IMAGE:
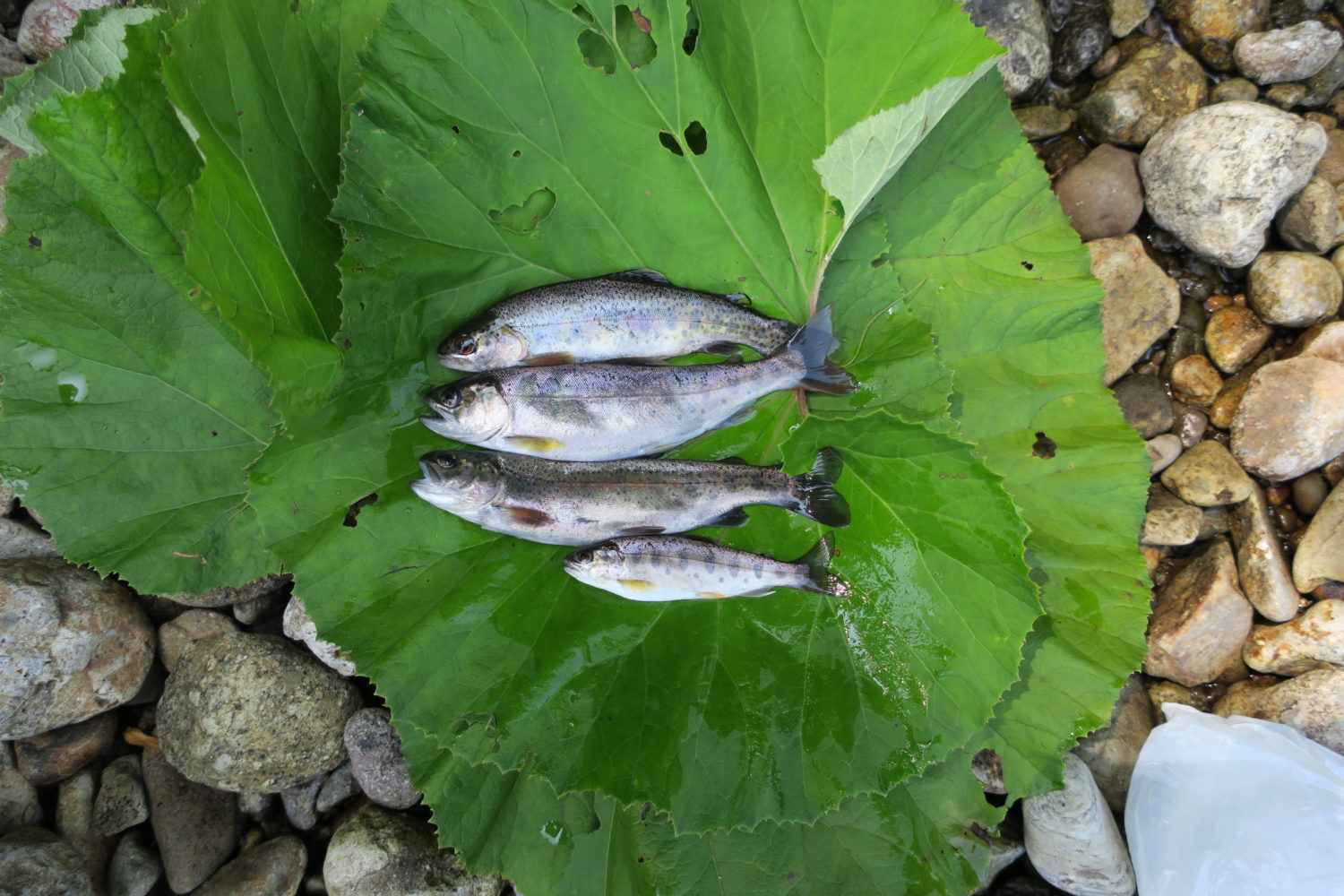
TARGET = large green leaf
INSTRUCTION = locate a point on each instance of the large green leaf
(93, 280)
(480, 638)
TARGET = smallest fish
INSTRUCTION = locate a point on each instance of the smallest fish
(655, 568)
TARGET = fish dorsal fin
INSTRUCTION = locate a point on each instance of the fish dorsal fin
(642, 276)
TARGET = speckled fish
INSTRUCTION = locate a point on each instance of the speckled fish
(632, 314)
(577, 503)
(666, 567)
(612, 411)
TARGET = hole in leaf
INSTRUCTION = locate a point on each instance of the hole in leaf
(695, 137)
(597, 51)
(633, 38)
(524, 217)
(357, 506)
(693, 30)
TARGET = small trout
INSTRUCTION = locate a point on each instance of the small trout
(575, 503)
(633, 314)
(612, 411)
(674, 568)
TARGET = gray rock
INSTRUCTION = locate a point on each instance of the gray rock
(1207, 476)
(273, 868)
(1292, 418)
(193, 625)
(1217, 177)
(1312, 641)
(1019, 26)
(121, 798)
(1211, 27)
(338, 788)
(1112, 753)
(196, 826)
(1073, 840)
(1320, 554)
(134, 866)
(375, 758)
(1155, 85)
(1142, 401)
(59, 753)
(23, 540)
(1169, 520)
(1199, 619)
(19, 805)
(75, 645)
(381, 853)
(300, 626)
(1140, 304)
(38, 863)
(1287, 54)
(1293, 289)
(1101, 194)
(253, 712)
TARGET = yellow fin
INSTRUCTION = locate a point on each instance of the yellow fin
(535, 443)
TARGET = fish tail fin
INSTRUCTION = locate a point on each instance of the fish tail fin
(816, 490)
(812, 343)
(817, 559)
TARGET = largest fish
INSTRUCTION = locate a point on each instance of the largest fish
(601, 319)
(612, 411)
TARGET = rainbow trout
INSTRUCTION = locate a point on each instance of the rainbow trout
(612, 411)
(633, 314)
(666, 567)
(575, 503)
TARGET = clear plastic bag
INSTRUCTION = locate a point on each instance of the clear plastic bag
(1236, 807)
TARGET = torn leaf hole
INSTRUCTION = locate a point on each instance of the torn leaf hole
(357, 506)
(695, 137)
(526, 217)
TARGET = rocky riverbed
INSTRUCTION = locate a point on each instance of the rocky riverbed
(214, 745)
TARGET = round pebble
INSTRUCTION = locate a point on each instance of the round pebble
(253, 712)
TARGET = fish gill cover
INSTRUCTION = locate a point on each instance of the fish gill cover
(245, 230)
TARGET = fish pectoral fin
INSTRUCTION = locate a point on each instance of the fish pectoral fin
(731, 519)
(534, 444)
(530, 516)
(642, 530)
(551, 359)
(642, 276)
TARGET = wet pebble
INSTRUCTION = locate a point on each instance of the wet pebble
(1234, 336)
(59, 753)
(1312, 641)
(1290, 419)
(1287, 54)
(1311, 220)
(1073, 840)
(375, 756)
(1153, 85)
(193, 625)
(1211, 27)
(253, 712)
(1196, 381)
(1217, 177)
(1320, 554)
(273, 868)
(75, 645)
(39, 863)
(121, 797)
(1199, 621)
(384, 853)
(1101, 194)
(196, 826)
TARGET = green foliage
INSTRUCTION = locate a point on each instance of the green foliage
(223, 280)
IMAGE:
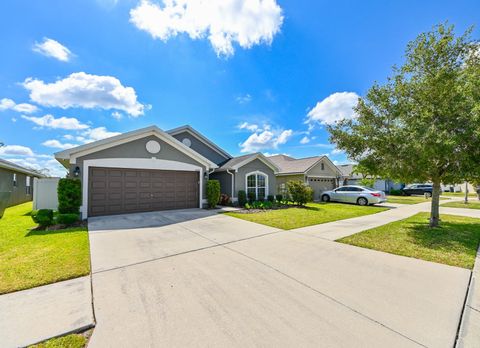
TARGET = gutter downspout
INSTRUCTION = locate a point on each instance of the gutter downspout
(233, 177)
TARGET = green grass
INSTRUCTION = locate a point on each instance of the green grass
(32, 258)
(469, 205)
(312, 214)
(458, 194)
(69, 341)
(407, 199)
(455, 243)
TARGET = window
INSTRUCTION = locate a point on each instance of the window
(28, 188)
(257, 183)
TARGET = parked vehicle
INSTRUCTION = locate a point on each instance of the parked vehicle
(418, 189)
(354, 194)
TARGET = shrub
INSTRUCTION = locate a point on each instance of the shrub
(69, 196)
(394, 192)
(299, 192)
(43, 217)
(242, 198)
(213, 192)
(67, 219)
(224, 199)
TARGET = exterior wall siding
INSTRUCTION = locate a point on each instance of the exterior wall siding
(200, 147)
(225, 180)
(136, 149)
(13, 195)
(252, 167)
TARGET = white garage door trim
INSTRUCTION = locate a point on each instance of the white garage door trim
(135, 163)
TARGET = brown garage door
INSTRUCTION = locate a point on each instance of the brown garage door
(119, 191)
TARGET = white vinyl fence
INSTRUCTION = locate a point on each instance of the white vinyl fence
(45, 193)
==
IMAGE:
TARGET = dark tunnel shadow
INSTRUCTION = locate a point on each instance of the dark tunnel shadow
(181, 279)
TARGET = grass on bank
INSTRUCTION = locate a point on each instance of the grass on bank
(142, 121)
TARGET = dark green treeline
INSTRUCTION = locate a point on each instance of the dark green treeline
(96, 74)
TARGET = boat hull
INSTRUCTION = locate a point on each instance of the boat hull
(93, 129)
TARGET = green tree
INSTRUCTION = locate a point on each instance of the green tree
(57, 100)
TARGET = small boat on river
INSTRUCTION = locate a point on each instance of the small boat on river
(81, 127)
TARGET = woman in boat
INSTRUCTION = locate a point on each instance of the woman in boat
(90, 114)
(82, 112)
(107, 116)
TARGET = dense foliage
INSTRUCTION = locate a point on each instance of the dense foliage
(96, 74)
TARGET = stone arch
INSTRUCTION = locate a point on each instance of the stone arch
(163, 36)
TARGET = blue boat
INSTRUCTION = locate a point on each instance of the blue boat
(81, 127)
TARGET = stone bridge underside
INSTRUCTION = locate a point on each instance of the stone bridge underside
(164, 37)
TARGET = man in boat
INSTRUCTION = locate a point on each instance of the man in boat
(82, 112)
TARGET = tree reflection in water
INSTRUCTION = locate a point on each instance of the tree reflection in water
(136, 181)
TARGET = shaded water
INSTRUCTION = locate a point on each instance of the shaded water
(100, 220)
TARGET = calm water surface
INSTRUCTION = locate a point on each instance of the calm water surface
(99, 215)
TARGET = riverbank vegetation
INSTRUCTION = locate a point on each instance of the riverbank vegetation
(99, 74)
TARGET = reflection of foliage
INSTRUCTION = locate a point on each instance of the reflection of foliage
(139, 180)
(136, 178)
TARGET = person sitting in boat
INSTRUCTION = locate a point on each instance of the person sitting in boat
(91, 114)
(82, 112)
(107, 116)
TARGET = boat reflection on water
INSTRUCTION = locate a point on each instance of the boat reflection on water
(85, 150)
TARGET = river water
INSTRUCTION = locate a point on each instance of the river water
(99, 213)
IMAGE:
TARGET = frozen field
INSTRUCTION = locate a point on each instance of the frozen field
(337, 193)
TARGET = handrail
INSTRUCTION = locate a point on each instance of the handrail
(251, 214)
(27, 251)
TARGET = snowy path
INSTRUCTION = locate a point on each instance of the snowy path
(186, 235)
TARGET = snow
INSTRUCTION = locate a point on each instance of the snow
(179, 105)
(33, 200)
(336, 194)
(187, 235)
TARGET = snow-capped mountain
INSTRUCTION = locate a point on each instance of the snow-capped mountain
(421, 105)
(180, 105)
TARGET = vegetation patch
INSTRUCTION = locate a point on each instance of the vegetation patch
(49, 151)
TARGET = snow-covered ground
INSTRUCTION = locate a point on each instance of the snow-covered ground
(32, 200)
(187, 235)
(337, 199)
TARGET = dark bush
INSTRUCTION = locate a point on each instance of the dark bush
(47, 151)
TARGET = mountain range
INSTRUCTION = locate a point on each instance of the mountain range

Goal of the exercise - Please revise the lines from the one with "TARGET = mountain range" to the one with "INSTRUCTION = locate a point on each instance of the mountain", swapping "mountain range" for "mountain ridge" and keeping everything else the same. Return only those lines.

Reply -
TARGET = mountain ridge
INSTRUCTION = locate a point on each instance of the mountain ridge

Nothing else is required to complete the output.